**Text provided:**

Peter Llewelyn Evans with a 3D printed implant for a fractured eye socket

Titanium implants used to rebuild people's faces after injury and disease can now be made in Wales.

Experts at Swansea's Morriston Hospital have helped to create new 3D software which allows surgeons to quickly design and print bespoke pieces.

Previous software meant implants cost thousands of pounds and had to be printed abroad.

But they can now be made in Miskin in Rhondda Cynon Taff.

The new software, called ADEPT, has been developed by Morriston Hospital, the PDR design research centre at Cardiff Metropolitan University, LPW Technology Ltd and Renishaw.

Previously, designing and printing a 3D implant for a patient required two pieces of expensive software.

The alternative was for surgeons to take off-the-shelf implants and bend them roughly to the right shape.

Stephen Power from Cardiff was one of the first trauma patients to have his face reconstructed using 3D parts after being involved in a motorcycle accident.

But the parts for his operation were printed in Belgium.

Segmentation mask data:

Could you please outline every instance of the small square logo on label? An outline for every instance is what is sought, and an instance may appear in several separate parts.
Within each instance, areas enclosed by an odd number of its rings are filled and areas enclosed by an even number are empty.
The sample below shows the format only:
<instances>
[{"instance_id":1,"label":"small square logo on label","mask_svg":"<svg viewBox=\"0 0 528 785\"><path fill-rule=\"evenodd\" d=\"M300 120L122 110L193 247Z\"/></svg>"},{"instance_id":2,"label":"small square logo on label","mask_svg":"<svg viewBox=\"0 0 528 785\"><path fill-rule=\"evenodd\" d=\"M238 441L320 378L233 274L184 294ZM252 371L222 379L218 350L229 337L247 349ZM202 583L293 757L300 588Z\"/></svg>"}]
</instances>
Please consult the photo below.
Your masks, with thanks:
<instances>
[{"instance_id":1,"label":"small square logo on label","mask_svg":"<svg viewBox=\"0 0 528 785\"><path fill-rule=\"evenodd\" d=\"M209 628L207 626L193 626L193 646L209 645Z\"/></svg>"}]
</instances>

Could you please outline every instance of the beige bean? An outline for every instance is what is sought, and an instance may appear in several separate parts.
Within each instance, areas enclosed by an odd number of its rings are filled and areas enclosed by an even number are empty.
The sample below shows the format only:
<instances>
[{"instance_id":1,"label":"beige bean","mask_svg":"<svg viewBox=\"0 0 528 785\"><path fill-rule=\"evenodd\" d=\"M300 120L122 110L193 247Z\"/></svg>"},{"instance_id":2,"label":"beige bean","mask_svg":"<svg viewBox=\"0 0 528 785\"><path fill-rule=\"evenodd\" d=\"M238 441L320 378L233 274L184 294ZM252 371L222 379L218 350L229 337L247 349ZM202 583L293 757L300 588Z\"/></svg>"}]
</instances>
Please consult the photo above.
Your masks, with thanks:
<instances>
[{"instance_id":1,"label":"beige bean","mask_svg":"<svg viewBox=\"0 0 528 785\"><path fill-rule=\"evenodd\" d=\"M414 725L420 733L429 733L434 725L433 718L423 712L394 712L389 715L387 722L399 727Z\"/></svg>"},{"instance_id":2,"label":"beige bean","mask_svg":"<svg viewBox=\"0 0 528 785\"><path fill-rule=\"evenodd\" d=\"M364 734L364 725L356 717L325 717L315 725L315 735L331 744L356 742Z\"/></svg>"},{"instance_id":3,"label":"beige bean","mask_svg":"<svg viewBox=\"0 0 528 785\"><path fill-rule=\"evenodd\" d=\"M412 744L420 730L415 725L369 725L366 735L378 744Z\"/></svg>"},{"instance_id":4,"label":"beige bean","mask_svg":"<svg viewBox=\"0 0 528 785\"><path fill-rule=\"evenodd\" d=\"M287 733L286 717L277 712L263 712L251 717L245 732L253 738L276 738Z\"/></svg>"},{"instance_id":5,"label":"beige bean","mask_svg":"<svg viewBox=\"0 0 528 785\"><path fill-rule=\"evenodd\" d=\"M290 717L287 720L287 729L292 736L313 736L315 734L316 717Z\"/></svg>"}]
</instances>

**What this exercise asks:**
[A] In the article on 3D-printed titanium facial implants, where were the parts for Stephen Power's operation printed?
[B] Continue the article on 3D-printed titanium facial implants, picking up after its final sentence.

**Results by task:**
[A] They were printed in Belgium.

[B]
Image source, ABMU Health Board
Image caption,

A 3D printed implant for a fractured eye socket

ADEPT is just one piece of software which allows surgeons to create the same bespoke implants, such as those used on Mr Power, but for a fraction of the cost.

Morriston Hospital's maxillofacial laboratory services manager Peter Llewelyn Evans said: "Surgeons anywhere in the UK, and indeed the world, will have the facility to design a custom implant that is far more likely to give better results because it fits the patient's original anatomy.

"In the case of an eye fracture it will bring back the original volume of the orbit.

"Likewise, cranioplasty patients can have a contour of the skull that is better than what was available before."

The software is currently being tested and will be trialled in selected units in the UK before going on general release.